» **ARBEITSANWEISUNG**: Gib aus dem Textausschnitt über die Spiegel-TV-Reportage den Teil von „In dem Report“ bis „der Hamas verwiesen.“ wortgetreu aus.

====== TEXTAUSSCHNITT ======

Izz ad-Din al-Qassam
Am 29.11.2023 erschien eine extrem reißerische und rassistische antipalästinensische Reportage von Spiegel TV. Darin hetzten die Macher in unsäglicher Weise gegen das zuvor durch das Bundesinnenministerium verbotene Gefangenensolidaritätsnetzwerk Samidoun. Eine der dargestellten Szenen spielt in Duisburg, auf einer Demo von PSDU am 9. Oktober 2023. Damals hielt der ehemalige Deutschland-Koordinator von Samidoun, Zaid Abdulnasser, eine Rede auf Arabisch. In dieser Rede beruft er sich u. a. auf verschiedene historische Führungspersönlichkeiten der palästinensischen Nationalbewegung.
In dem Report wird ein kurzer Ausschnitt der Rede gezeigt und folgendermaßen übersetzt: „Sie haben vergessen, dass wir die Nachfahren von al-Qassam sind“. Danach endet die Übersetzung, obwohl Zaid weitere Namen aufzählt. Stattdessen wird von der Sprecherin aus dem Off nicht etwa erklärt, wer Izz ad-Din al-Qassam war, sondern schlicht auf die Qassam-Brigaden als militärischem Arm der Hamas verwiesen.

====== GEGEBENE EINTRÄGE ======

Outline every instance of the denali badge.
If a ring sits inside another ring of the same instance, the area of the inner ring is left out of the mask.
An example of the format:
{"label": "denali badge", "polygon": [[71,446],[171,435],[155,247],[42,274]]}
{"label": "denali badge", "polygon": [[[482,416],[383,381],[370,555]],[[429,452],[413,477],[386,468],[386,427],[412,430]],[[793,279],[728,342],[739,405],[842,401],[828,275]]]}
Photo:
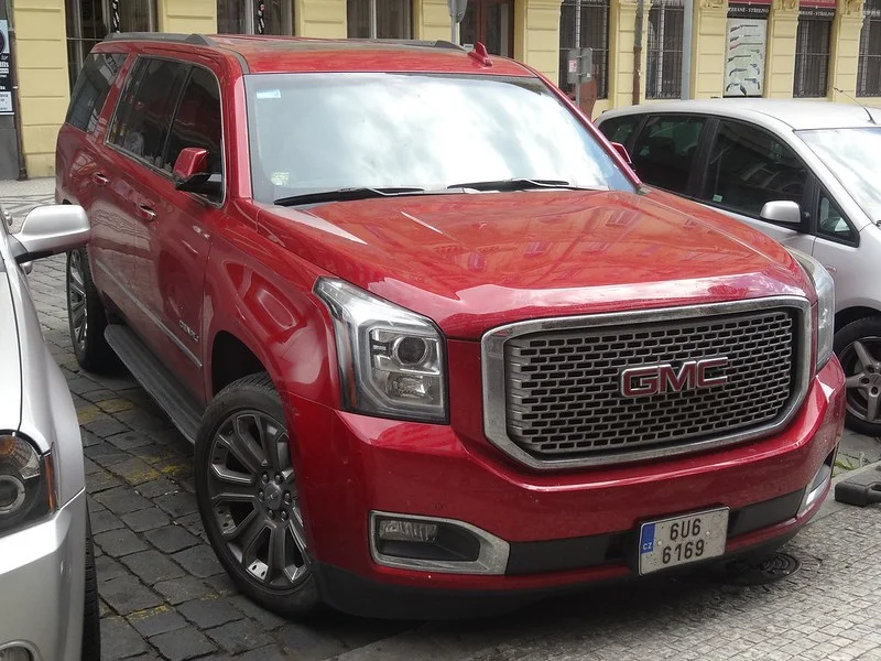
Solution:
{"label": "denali badge", "polygon": [[728,377],[707,372],[728,366],[728,358],[688,360],[677,370],[668,362],[631,367],[621,372],[621,394],[624,397],[649,397],[661,392],[684,392],[698,388],[713,388],[728,382]]}

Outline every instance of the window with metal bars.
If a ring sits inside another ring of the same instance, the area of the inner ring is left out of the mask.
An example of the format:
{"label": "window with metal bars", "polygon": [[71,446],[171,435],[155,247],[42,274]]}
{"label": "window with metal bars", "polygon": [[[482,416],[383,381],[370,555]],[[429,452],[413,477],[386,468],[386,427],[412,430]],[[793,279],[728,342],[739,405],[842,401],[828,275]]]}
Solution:
{"label": "window with metal bars", "polygon": [[857,96],[881,96],[881,0],[866,0],[857,68]]}
{"label": "window with metal bars", "polygon": [[833,19],[826,15],[798,17],[795,40],[795,80],[792,96],[823,98],[827,94],[829,75],[829,45]]}
{"label": "window with metal bars", "polygon": [[[371,4],[376,14],[372,34]],[[349,39],[412,39],[411,0],[348,0],[346,22]]]}
{"label": "window with metal bars", "polygon": [[649,10],[645,98],[682,96],[683,0],[654,0]]}
{"label": "window with metal bars", "polygon": [[559,9],[559,88],[575,93],[566,80],[569,48],[594,48],[597,98],[609,98],[609,0],[563,0]]}

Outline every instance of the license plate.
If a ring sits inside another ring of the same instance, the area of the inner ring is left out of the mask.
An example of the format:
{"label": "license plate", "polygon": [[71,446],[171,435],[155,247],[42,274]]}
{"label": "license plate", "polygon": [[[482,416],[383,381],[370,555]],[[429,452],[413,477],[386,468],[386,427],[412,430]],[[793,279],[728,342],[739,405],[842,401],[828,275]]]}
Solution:
{"label": "license plate", "polygon": [[640,574],[721,555],[727,538],[728,508],[643,523]]}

======

» **LÖSUNG**:
In dem Report wird ein kurzer Ausschnitt der Rede gezeigt und folgendermaßen übersetzt: „Sie haben vergessen, dass wir die Nachfahren von al-Qassam sind“. Danach endet die Übersetzung, obwohl Zaid weitere Namen aufzählt. Stattdessen wird von der Sprecherin aus dem Off nicht etwa erklärt, wer Izz ad-Din al-Qassam war, sondern schlicht auf die Qassam-Brigaden als militärischem Arm der Hamas verwiesen.